▸ Task to complete
In the passage on paying for COVID relief, why does the writer suspect the relief money is "off budget"? Answer in one to three sentences.

*** Opening of Exercise text ***

Obviously $5.3 trillion in COVID relief is not coming from the $4.8 trillion of normal, budgeted government spending. The Congressional Budget Office is projecting a $2.3 trillion budget deficit in 2021 ($900 billion less than 2020). But still the numbers do not add up.

So it appears that the COVID relief money has just magically appeared. I suspect it is “off budget” and being floated on the federal deficit credit card.

The Federal Reserve is simply creating money. This is done using computer keystrokes to create “debits” in big banks reserve accounts and the Treasury’s bank account (they don’t bother to actually print money anymore). This year they are also debiting people’s individual bank accounts with “stimulus” money.

There are economists who say a country with a “sovereign” currency (like the U.S. dollar) can create unlimited amounts of money. They do not need to worry about deficits. Nor do they need to pay for things with taxes.

This is called Modern Monetary Theory (MMT). This is heresy to conservatives and most mainstream economists. But it appears that this is what is actually being done by the Federal Reserve and the Treasury.

*** Close of Exercise text ***
*** Opening of Records provided ***

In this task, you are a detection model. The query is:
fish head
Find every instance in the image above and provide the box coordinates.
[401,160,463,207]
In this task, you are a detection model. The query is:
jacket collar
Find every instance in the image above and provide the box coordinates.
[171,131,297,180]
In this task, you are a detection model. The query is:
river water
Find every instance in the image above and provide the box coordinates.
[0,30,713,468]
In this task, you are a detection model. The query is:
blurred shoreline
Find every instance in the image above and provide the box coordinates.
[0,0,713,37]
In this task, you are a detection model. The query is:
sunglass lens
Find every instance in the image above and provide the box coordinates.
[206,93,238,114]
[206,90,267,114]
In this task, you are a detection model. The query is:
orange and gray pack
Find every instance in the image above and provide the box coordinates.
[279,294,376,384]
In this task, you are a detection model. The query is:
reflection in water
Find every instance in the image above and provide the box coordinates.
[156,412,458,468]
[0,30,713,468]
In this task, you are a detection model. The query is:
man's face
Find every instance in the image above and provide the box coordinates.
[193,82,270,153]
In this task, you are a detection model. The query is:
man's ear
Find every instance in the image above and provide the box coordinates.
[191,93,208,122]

*** Close of Records provided ***

▸ Result
The $5.3 trillion in COVID relief is more than the $4.8 trillion of normal, budgeted government spending. Even with the projected $2.3 trillion deficit, the numbers still don't add up. Because the money seems to have appeared out of nowhere, the writer suspects it is being floated on the federal deficit credit card.